An excitable, incandescent light continues to provide some small illuminating comfort in an otherwise gloomy season. Liverpool U18s fought their way into the Semi-Finals of the FA Youth Cup with an assertive 3-1 victory against a talented Arsenal outfit.

Naturally, the local lads set Liverpool on their way at Anfield.

Liverpool hit Arsenal with a quickfire first-half double after a clever finish from Max Woltman was shortly doubled by an emphatic James Norris penalty. A man who has picked up his own scouse twang, Mateusz Musialowski, ensured that Miguel Azeez’ penalty was only a consolation after finishing a trademark dribble.

Liverpool will play Ipswich, away, in the FA Youth Cup Semi-Final.

LIVERPOOL, ENGLAND – APRIL 30: (THE SUN OUT, THE SUN ON SUNDAY OUT) James Norris of Liverpool scores Liverpool’s second goal from the penalty spot during the FA Youth Cup match at Anfield on April 30, 2021 in Liverpool, England. (Photo by Nick Taylor/Liverpool FC/Liverpool FC via Getty Images)


Arsenal dominated the opening proceedings as Liverpool found their groove. Arsenal’s build-up often proved to be equal too, if not greater than, Liverpool’s press enabling them to play through the thirds and tentatively threaten Liverpool’s goal. Monlouis in particular was vital in playing the role of conductor at the back.

Although, any threat was only tentative.

After quick interplay on the edge of the box was vitally cut out by Conor Bradley, the first chance of the game fell to Kido Taylor-Hart who flashed over from 25 yards. Bradley was forced to intervene again as he spotted a late run from Taylor-Hart towards the back post subsequently heading a looping ball out for a corner.

It was not quite a case of Liverpool needing to wake up but they quickly turned protagonist.

----------

Exercise aim: In the match report, what made Conor Bradley step in a second time, and how did he deal with it? The entries below the match report come from a separate source.

Dataset entries about where objects are located:
----------

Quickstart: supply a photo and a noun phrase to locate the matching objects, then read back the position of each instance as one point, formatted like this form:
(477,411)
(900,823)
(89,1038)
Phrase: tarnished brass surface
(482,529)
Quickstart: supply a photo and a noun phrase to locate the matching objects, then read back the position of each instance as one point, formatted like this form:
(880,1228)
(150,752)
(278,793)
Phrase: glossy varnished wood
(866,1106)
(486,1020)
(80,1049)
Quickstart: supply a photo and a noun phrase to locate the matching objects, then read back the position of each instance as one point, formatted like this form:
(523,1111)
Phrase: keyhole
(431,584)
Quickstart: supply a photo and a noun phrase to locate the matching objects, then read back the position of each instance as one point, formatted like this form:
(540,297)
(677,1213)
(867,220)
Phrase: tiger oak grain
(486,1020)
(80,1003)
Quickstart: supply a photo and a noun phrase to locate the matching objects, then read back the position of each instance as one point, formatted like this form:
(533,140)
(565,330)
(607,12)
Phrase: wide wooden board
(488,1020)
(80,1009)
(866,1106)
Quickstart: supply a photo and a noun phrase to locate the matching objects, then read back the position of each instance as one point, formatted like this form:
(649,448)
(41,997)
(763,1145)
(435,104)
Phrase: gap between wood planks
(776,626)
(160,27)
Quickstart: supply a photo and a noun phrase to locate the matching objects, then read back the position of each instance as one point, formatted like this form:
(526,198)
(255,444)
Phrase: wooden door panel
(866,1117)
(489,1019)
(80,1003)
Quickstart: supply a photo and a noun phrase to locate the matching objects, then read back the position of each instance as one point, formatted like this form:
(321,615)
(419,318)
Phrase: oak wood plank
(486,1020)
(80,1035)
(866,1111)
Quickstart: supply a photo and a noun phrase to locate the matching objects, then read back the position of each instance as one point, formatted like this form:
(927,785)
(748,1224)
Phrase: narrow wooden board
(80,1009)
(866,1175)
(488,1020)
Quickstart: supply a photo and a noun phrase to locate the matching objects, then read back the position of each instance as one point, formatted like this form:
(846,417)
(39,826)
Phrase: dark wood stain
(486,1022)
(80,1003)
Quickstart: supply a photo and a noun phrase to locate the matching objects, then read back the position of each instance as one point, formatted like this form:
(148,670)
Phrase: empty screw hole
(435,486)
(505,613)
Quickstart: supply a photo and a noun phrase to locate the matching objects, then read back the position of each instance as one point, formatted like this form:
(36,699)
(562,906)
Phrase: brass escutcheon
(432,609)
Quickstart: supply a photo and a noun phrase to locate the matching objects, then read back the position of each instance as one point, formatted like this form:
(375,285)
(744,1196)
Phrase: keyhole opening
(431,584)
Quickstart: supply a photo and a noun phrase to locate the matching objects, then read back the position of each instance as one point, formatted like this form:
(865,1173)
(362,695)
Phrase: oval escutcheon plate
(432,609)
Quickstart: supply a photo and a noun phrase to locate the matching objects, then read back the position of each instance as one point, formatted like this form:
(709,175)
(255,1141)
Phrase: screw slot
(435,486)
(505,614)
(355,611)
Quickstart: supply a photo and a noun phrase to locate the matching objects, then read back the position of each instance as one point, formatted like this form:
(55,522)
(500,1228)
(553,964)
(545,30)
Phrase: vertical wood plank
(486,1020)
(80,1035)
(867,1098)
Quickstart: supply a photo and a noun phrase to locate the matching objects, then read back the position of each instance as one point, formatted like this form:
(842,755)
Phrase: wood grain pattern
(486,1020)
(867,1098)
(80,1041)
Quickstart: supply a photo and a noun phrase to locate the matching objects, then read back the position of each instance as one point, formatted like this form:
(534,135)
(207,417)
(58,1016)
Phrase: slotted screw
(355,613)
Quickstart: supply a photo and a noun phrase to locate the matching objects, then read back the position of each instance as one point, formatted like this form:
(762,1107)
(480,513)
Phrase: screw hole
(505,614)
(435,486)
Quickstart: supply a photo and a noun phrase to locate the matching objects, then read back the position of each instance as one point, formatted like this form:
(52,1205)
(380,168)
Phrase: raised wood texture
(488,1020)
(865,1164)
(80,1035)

----------

Problem solution: Bradley spotted a late run from Kido Taylor-Hart towards the back post. He headed a looping ball out for a corner.